### Excerpt provided
--- begin ---

Proactively search the Internet for indications — the best way to find out if an employee is searching or is about to search for a job begins with looking at their LinkedIn profile to see if it has been significantly updated recently. You can also search niche and large job boards to look to see if they have posted their resume or you can do a simple Google search on this employee in order to find if they have recently updated their resume. You can even ask an Internet-savvy person to create a “spider” that will continually search the Internet for LinkedIn profile and resume updates that are made by your key employees.
Previous job tenure can predict — one of the most accurate predictors of when someone will leave a job is their average tenure in the last few jobs. If an employee has a pattern of leaving a job after a certain number of months or years, it only makes sense to examine their resume to get a good indication of when they are likely to leave again. Obviously it’s better to underestimate their departure date, so that the worst that will happen will be that you will begin “too early” to try to retain them.
Identifying past reasons for quitting can predict — most employees are consistent in the factors which caused them to leave previous jobs with the cause to consider leaving their current job. That is why it is a good idea to ask new hires during interviews or as part of onboarding specifically “which specific factors caused you to leave your last jobs?” Managers need to be vigilant in order to spot whether those past reasons for quitting may be reoccurring in their current job.
Identify those in high-turnover jobs — frequently, employees get the idea to leave simply because other employees in their same job family are leaving to what they consider to be better jobs. Managers should work with HR in order to develop what is known as a “heat map”, which simply indicates which jobs, teams, and business units are currently experiencing a high rate of turnover. Managers should then obviously target their own most desirable employees (i.e. innovators and top-performing employees) who are in those high turnover jobs for retention efforts. Because research has shown that 50 percent of new hires are unhappy with their job decision and 46 percent of new hires fail within 18 months, it makes sense for managers to particularly target all recent hires in any job as high probability turnover risks.
Someone close to them leaves the team — having a manager, a close colleague, or even a close friend leave the team can provide a powerful impetus for an employee to leave. In many cases the exiting employee may actively encourage them to follow as a referral (as many as three to five employees will follow an influential employee). But the thought of not being able to work alongside a great friend, having to work under a new manager, or having to train a new hire may be enough to drive them into considering a new job.
A career-damaging event occurs — for most employees, simply having a weak manager or an uninteresting job isn’t by itself enough to cause them to look for a new job. Instead, an additional catalyst or negative event (a.k.a. career trauma) is needed that the employee considers serious enough so that it actually damages their future career. These negative events might include having a major project canceled, a project proposal rejected, major layoffs or a re-organization, being rejected for a promotion, being assigned a new manager, or a major resource reduction or staff cut in their job area.
Recognize when an employee’s career stage is ending — most individuals go through predictable stages or steps as they progress through their career. Many employees change jobs when they reach the end of a stage or phase of their career. Those career stages often include entry-level, becoming a journeyman/ professional, becoming a team lead, promotion to a higher level and eventually complacency and preparing for retirement. So if their manager pays attention to and plots those career stages, they can in most cases predict approximately when an employee is likely to enter job search mode. Important outside-of-work life events can also cause an employee to move into their next career stage. The life events that can trigger job search include marriages and divorces, new births, children reaching school age, the last child finishing school, deaths, health issues, a large amount of their company stock vesting, an extremely negative performance review, and certain landmark ages (turning 30, 40, 50, or 60). There is no precise formula here but if a manager pays close attention to where an employee is in their career cycle and to their major life events, they can get an indication of when an employee is likely to begin looking.

--- end ---

### Materials provided
--- begin ---

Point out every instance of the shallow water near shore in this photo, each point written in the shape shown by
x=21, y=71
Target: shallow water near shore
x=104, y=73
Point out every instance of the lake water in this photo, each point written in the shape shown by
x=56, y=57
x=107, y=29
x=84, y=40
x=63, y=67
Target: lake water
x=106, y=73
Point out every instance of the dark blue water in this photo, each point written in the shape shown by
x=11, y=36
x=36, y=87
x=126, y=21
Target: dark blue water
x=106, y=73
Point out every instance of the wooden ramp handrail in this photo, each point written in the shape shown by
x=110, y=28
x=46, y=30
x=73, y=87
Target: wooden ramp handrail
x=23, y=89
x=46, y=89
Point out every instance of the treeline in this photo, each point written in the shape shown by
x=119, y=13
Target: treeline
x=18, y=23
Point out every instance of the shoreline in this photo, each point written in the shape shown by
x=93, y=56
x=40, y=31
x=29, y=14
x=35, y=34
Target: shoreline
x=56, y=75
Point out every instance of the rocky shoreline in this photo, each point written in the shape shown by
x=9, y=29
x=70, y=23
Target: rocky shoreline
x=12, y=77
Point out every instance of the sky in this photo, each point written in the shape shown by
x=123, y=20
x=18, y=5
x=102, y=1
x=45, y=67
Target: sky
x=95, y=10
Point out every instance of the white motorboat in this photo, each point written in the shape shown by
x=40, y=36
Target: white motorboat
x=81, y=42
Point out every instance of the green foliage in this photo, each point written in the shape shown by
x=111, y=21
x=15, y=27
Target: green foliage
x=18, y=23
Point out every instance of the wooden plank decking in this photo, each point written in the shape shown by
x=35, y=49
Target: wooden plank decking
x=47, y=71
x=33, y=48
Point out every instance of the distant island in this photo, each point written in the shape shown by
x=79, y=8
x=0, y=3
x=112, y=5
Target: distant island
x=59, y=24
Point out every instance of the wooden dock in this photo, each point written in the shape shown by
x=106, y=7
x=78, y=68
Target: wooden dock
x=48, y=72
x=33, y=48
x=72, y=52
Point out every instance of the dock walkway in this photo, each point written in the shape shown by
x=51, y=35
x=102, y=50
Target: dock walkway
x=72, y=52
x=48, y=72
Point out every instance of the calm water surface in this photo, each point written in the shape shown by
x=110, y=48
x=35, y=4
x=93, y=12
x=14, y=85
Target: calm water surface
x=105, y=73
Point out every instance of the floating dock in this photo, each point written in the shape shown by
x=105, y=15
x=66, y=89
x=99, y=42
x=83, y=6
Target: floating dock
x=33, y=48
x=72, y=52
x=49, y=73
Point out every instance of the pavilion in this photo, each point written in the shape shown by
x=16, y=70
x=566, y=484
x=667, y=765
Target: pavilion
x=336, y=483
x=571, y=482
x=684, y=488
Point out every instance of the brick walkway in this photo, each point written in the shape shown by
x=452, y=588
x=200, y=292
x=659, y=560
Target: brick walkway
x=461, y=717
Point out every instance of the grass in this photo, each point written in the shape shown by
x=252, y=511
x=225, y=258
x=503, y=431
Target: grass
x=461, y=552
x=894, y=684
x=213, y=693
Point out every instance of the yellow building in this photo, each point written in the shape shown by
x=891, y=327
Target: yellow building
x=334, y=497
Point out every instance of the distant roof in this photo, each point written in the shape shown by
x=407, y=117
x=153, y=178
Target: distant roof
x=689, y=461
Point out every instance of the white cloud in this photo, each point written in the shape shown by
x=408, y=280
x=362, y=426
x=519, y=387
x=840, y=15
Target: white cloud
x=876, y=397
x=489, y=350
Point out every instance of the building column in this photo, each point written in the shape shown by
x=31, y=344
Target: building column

--- end ---

### Exercise tasks
**A)** Please copy the part of the employee turnover excerpt from "A career-damaging event" to "their job area." word for word.
**B)** From the entries, output the lines from the line with "Point out every instance of the grass" to the line with "x=213, y=693" as a JSON list of strings, one string per line, leaving out blank lines.

### Solution set
**A)**
A career-damaging event occurs — for most employees, simply having a weak manager or an uninteresting job isn’t by itself enough to cause them to look for a new job. Instead, an additional catalyst or negative event (a.k.a. career trauma) is needed that the employee considers serious enough so that it actually damages their future career. These negative events might include having a major project canceled, a project proposal rejected, major layoffs or a re-organization, being rejected for a promotion, being assigned a new manager, or a major resource reduction or staff cut in their job area.

**B)**
[
  "Point out every instance of the grass in this photo, each point written in the shape shown by",
  "x=252, y=511",
  "x=225, y=258",
  "x=503, y=431",
  "Target: grass",
  "x=461, y=552",
  "x=894, y=684",
  "x=213, y=693"
]